:: ACTION ITEM ::
Retype each line of the material exactly, please, skipping any picture in it.

:: RECORD EXCERPTS ::
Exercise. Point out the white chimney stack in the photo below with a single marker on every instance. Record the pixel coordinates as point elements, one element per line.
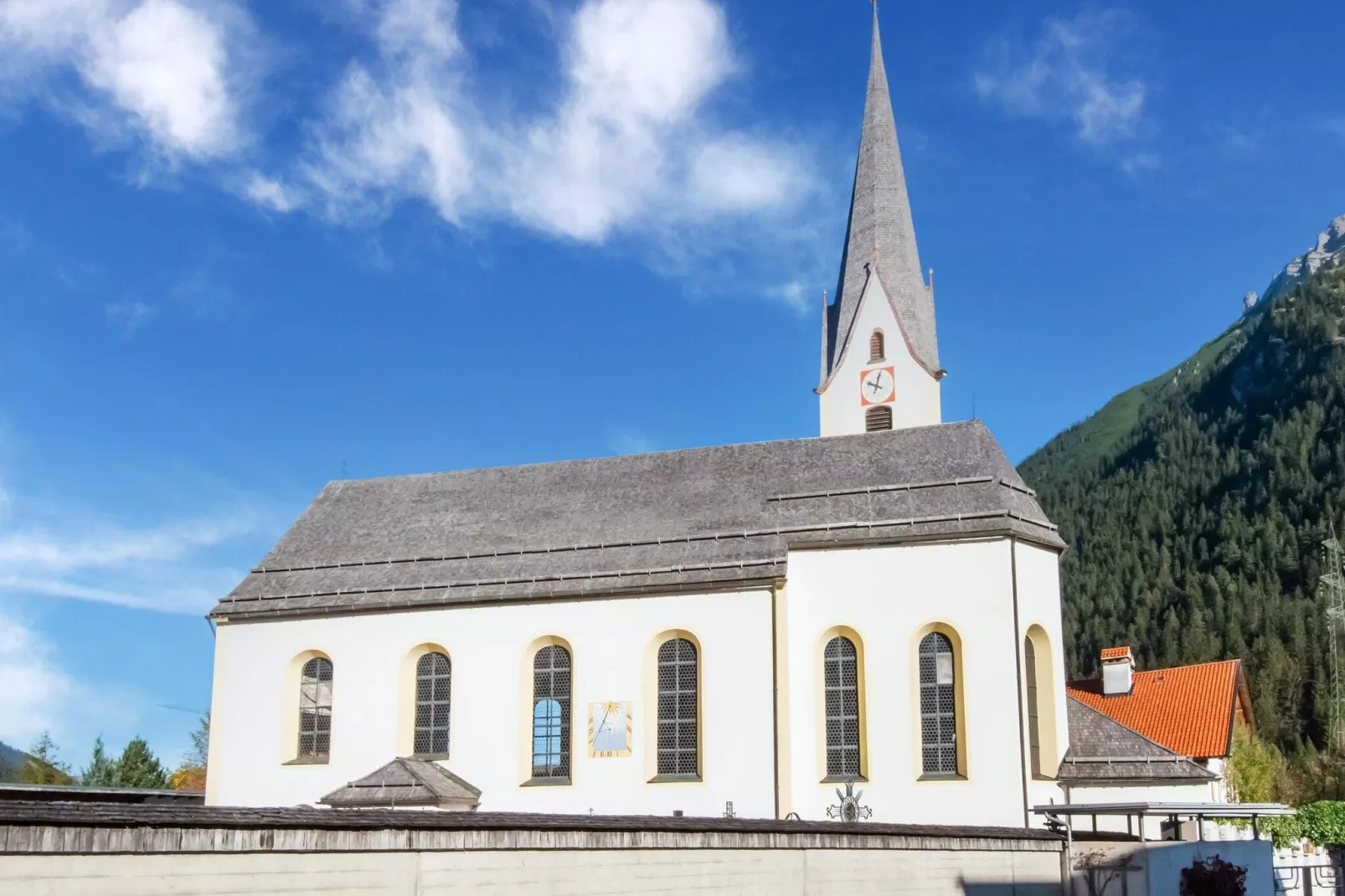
<point>1118,672</point>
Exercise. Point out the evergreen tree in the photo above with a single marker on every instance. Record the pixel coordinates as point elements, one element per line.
<point>191,772</point>
<point>101,770</point>
<point>139,767</point>
<point>42,767</point>
<point>1196,505</point>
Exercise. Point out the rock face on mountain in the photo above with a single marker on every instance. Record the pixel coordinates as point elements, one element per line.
<point>1196,503</point>
<point>1331,248</point>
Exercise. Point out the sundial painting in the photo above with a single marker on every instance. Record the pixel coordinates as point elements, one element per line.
<point>610,728</point>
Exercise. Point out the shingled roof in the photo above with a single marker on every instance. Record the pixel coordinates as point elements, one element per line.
<point>406,782</point>
<point>706,518</point>
<point>880,233</point>
<point>1103,749</point>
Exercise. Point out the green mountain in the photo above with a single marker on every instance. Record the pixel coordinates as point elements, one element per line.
<point>11,762</point>
<point>1196,503</point>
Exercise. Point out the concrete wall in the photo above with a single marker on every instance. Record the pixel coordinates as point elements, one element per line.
<point>816,872</point>
<point>255,687</point>
<point>916,403</point>
<point>888,598</point>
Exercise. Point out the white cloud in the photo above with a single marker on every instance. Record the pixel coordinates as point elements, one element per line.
<point>171,71</point>
<point>1068,73</point>
<point>129,317</point>
<point>630,441</point>
<point>33,689</point>
<point>168,568</point>
<point>628,144</point>
<point>270,193</point>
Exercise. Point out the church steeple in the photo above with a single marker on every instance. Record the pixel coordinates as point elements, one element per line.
<point>880,239</point>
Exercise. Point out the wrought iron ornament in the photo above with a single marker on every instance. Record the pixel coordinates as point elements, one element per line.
<point>849,810</point>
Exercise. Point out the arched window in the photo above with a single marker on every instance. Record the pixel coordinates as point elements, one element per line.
<point>843,689</point>
<point>432,703</point>
<point>552,712</point>
<point>315,709</point>
<point>678,709</point>
<point>876,346</point>
<point>1029,657</point>
<point>877,419</point>
<point>938,705</point>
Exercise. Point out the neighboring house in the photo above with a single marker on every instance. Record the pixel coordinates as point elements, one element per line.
<point>740,629</point>
<point>1192,711</point>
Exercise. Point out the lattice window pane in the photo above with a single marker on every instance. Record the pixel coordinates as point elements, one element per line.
<point>839,667</point>
<point>552,712</point>
<point>678,708</point>
<point>938,705</point>
<point>315,708</point>
<point>433,685</point>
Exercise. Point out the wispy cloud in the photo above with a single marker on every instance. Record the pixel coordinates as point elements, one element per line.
<point>628,146</point>
<point>129,317</point>
<point>173,567</point>
<point>630,441</point>
<point>33,689</point>
<point>1074,71</point>
<point>173,75</point>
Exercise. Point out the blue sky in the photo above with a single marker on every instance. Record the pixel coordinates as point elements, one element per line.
<point>246,248</point>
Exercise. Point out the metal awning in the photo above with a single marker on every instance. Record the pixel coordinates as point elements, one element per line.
<point>1063,814</point>
<point>1181,810</point>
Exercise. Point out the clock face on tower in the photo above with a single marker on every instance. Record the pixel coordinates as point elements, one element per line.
<point>877,386</point>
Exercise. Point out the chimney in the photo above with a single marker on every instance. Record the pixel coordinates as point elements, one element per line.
<point>1118,670</point>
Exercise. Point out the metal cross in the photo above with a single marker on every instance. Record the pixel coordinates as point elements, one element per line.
<point>849,810</point>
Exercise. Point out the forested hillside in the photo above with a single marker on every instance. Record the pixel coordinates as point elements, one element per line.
<point>1196,505</point>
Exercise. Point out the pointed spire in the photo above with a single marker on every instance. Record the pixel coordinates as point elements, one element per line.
<point>881,230</point>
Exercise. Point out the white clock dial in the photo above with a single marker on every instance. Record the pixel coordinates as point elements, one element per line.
<point>876,385</point>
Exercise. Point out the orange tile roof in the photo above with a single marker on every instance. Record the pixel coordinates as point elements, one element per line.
<point>1188,709</point>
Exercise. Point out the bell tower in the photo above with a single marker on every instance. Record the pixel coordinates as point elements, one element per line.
<point>880,350</point>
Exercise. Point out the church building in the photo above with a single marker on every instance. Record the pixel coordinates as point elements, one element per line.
<point>741,629</point>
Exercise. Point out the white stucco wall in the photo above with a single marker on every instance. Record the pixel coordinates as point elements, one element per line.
<point>916,392</point>
<point>1038,614</point>
<point>491,692</point>
<point>888,596</point>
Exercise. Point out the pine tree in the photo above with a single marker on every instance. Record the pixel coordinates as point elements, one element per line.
<point>191,772</point>
<point>42,767</point>
<point>101,770</point>
<point>139,767</point>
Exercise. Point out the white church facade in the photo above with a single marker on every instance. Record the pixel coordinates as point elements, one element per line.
<point>747,626</point>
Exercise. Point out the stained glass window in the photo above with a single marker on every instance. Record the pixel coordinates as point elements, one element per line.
<point>315,709</point>
<point>938,705</point>
<point>843,696</point>
<point>678,693</point>
<point>552,712</point>
<point>432,703</point>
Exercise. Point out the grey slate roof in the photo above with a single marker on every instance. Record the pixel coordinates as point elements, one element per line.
<point>705,518</point>
<point>133,817</point>
<point>405,782</point>
<point>881,233</point>
<point>1102,749</point>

:: SOLUTION ::
Exercise. Point out the white chimney stack in the photo below with a single marker on every instance. Record the pixel coordinates as point elements, one element per line.
<point>1118,672</point>
Exercise. Point out the evergreen tree in the photo above with a single marker on every instance. Record the pixel coordinates as point elements, one element per line.
<point>191,772</point>
<point>101,770</point>
<point>139,767</point>
<point>42,767</point>
<point>1196,505</point>
Exercise. Point out the rock face on mountain in the photo above with a single marker on every instance. Record the pixel coordinates as point elements, one element per line.
<point>1196,503</point>
<point>1331,248</point>
Exercise. Point out the sundial painting in the photo above with a single marker on every instance. Record the pixel coordinates as point elements, one element per line.
<point>610,728</point>
Exercise. Point out the shingled roof in the photo above with a single marker on every instance. Record the pixel coordinates as point elements, one element per line.
<point>406,782</point>
<point>706,518</point>
<point>880,233</point>
<point>1103,749</point>
Exercise. Point out the green mountain in the photo above with a single marker on every instance. Record the pixel coordinates as point elements, one element per line.
<point>11,762</point>
<point>1196,503</point>
Exercise. Point out the concrete wall in the photo above with a single marker on every instance. Record the pixel coordinates as point elements, one element per line.
<point>816,872</point>
<point>255,687</point>
<point>916,403</point>
<point>888,598</point>
Exercise. Point out the white cloud in the photo above with a single marker on every instance. Record the pixel coordinates as point elements, one element per line.
<point>171,71</point>
<point>1068,73</point>
<point>129,317</point>
<point>630,441</point>
<point>33,689</point>
<point>168,568</point>
<point>628,144</point>
<point>270,193</point>
Exercise. Point out the church steeple in the photo above with a single marker on every instance. Record the pixel coordinates as point elements, one element per line.
<point>880,239</point>
Exercise. Point out the wrought iron ornament in the photo above with a single marker on every instance. Record the pixel coordinates as point elements, one element per line.
<point>849,810</point>
Exercise. Point out the arched window in the photo above with a single marker on every instance. Record the pixel coordinates as point elements, one element per line.
<point>843,689</point>
<point>432,703</point>
<point>552,712</point>
<point>315,709</point>
<point>678,709</point>
<point>876,346</point>
<point>1029,657</point>
<point>877,419</point>
<point>938,705</point>
Exercise. Point out the neighboring house in the photo above with a single marker on every instance. Record the pixel coordinates as point elements, one element per line.
<point>740,629</point>
<point>1192,711</point>
Exercise. Point out the lattice window pane in the photo above with a single marker on every instance. Record the pixel coordinates as point elements, one element per line.
<point>839,667</point>
<point>552,712</point>
<point>678,708</point>
<point>938,705</point>
<point>315,708</point>
<point>433,685</point>
Exercise. Point out the wispy cloud in the photo above with a single marker on every instance. Record the pixel coordinates as point elements, one element per line.
<point>628,146</point>
<point>129,317</point>
<point>173,567</point>
<point>630,441</point>
<point>33,689</point>
<point>1074,71</point>
<point>173,75</point>
Exercise. Point out the blue sky in the photo above with a single marker on every instance. Record the pixel coordinates as point elements, one element per line.
<point>246,248</point>
Exercise. Point out the metal awning in the photo above with a single marker on every instance. Record the pixel coordinates as point elements, one element per line.
<point>1063,814</point>
<point>1181,810</point>
Exercise. Point out the clock face on tower in the photo above with a single marker on every instance. Record the pixel coordinates as point elements, one element per line.
<point>877,386</point>
Exercise. Point out the chimney in the photo above with a single marker on every instance. Record the pixel coordinates as point elements, one element per line.
<point>1118,670</point>
Exercise. Point out the metal cross in the photo above with a single marker on every instance. Record the pixel coordinates as point elements, one element per line.
<point>849,810</point>
Exercise. Point out the forested hillside in the photo above with a single marker on every instance. Record the pixel coordinates as point elements, one element per line.
<point>1196,505</point>
Exercise. Point out the pointed spire in the photo above with a single marker on every instance. Record the pixel coordinates as point elements, one element per line.
<point>881,230</point>
Exercise. Point out the white clock dial in the photo above with a single marker on every instance. Record the pixel coordinates as point elements, one element per line.
<point>876,385</point>
Exercise. Point out the orange tile roof in the photo above with a single marker on every instance. Record the pixel coordinates as point elements, one element per line.
<point>1188,709</point>
Exercise. Point out the bell tower in the photo above with a single marker on every instance. Record the pixel coordinates as point elements, one element per line.
<point>880,350</point>
Exercise. Point out the church building in the photo above with a single marker on every instance. Record the pixel coordinates as point elements, one element per line.
<point>741,629</point>
Exercise. Point out the white stucco wall in the photo above with a single marker on every instance. Record the pixel coordinates as point elements, one element per line.
<point>916,392</point>
<point>1038,614</point>
<point>491,692</point>
<point>888,596</point>
Exercise. Point out the pine tree in the photo above with a single marker on every instance. Record the pixel coordinates as point elements, one element per line.
<point>191,772</point>
<point>42,767</point>
<point>101,770</point>
<point>139,767</point>
Exercise. Point out the white church facade in the photo above with a single marker on every instance. Record the pixel coordinates as point elements, one element per line.
<point>747,626</point>
Exercise. Point out the stained glass window in the photo above with a single marker on every instance. Record the pixel coordinates as point elements, one element per line.
<point>315,709</point>
<point>938,705</point>
<point>843,696</point>
<point>678,693</point>
<point>552,712</point>
<point>432,703</point>
Exercise. Point out the grey slate roof in the photo above with a single marker on every instance. Record the pixel coordinates as point elements, one element per line.
<point>705,518</point>
<point>133,817</point>
<point>405,782</point>
<point>881,233</point>
<point>1102,749</point>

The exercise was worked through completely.